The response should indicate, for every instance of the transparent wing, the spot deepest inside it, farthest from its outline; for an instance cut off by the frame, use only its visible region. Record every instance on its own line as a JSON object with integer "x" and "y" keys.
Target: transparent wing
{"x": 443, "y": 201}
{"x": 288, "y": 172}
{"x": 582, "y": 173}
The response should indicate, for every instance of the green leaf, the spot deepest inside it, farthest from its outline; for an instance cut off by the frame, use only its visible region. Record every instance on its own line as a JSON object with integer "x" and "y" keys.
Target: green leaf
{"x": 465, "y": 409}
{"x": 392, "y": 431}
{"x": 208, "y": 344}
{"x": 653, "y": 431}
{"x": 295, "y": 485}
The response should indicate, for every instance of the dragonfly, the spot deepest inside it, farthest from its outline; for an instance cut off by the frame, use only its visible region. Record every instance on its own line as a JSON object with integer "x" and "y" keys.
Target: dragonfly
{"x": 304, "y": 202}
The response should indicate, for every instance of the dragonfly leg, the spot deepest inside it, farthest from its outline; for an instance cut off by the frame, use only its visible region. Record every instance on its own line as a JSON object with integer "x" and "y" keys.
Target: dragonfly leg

☆ ☆ ☆

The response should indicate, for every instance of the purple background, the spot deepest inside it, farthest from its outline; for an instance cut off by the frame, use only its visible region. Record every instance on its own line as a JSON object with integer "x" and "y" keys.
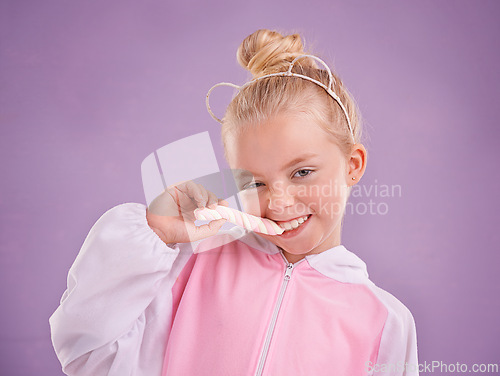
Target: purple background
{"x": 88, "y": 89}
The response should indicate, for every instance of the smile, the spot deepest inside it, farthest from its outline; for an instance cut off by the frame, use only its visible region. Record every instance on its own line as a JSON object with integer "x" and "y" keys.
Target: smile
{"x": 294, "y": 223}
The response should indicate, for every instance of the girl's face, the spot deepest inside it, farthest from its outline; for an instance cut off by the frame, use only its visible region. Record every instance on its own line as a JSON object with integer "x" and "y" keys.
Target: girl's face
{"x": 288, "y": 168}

☆ ☆ ☆

• _YOUR TASK_
Beginning at the line with "of the transparent" and ending at the line with "The response should indicate, for every instance of the green", reproduce each line of the data above exactly, and add no other lines.

• _FINISHED EXERCISE_
The response should indicate, for every instance of the transparent wing, the spot deepest inside it, farthest from its outline; for an instance cut off by the frame, use only its visible region. Record every instance on its own line as a JSON object with integer "x" and "y" keys.
Target: transparent wing
{"x": 443, "y": 201}
{"x": 288, "y": 172}
{"x": 582, "y": 173}
The response should indicate, for every instance of the green leaf, the spot deepest inside it, farthest from its outline; for an instance cut off by the frame, use only its visible region. Record every instance on its own line as a JSON object with integer "x" and "y" keys.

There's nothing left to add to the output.